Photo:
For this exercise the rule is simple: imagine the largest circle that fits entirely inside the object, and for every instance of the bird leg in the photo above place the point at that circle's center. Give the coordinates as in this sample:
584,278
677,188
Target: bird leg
════════════════
Goal of the exercise - Write out every row above word for word, keeping each line as it stands.

Solution to this exercise -
Photo:
For this exercise the rule is simple: imagine the largest circle that fits entirely inside the object, and for every instance of the bird leg in the photo above place the point at that circle's center. Give the coordinates as in this sample:
584,278
677,188
Target: bird leg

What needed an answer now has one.